──────── Data excerpts ────────
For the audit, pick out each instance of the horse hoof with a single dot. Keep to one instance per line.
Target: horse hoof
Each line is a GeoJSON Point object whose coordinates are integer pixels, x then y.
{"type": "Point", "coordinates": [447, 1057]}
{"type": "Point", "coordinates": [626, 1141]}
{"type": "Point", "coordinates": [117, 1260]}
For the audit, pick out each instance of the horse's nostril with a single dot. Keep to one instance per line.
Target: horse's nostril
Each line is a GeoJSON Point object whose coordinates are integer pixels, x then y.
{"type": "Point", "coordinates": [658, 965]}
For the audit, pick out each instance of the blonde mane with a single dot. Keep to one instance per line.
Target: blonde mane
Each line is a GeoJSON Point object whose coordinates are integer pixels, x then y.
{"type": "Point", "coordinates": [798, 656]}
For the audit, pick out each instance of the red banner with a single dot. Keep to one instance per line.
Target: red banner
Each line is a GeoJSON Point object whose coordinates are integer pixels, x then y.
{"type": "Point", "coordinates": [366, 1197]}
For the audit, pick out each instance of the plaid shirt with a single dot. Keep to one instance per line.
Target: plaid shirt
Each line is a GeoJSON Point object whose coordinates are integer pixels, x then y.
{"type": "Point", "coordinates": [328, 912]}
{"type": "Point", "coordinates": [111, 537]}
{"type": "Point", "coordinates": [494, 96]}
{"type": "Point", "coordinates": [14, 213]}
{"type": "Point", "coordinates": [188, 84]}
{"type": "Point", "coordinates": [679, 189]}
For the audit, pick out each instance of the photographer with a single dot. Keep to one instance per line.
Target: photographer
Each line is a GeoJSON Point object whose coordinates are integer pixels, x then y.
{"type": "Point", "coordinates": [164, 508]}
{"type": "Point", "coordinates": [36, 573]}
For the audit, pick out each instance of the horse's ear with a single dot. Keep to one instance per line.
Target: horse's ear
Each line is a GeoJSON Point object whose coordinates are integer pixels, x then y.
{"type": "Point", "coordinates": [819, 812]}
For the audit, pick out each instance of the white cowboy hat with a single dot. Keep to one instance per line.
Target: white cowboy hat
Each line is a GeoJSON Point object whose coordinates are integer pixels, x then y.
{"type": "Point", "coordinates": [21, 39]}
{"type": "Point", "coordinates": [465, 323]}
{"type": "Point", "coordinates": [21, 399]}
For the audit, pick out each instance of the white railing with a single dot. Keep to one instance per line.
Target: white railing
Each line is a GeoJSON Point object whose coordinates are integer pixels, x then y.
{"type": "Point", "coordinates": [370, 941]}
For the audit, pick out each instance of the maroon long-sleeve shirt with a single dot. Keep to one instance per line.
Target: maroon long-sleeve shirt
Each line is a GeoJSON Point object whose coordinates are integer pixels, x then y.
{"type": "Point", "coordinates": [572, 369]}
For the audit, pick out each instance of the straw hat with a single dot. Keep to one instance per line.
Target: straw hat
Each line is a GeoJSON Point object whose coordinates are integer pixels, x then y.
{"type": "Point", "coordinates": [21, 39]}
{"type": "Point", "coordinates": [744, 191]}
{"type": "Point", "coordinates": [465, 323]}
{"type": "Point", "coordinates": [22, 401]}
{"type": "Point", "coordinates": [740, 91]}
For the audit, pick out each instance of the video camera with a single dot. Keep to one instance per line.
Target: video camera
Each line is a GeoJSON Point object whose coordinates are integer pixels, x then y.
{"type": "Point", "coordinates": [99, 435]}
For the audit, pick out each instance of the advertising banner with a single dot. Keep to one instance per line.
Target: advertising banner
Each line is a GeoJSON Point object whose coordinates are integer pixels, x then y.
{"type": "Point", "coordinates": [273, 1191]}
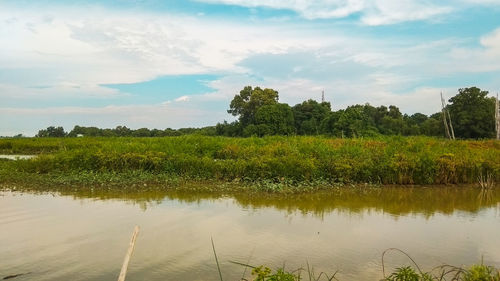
────────
### Exercise
Take every line of the material that contains the word "plaid", and copy it.

### Response for this exercise
For the audit, pick out each instance of the plaid shirt with a single dot. Keep to one instance per line.
Target: plaid shirt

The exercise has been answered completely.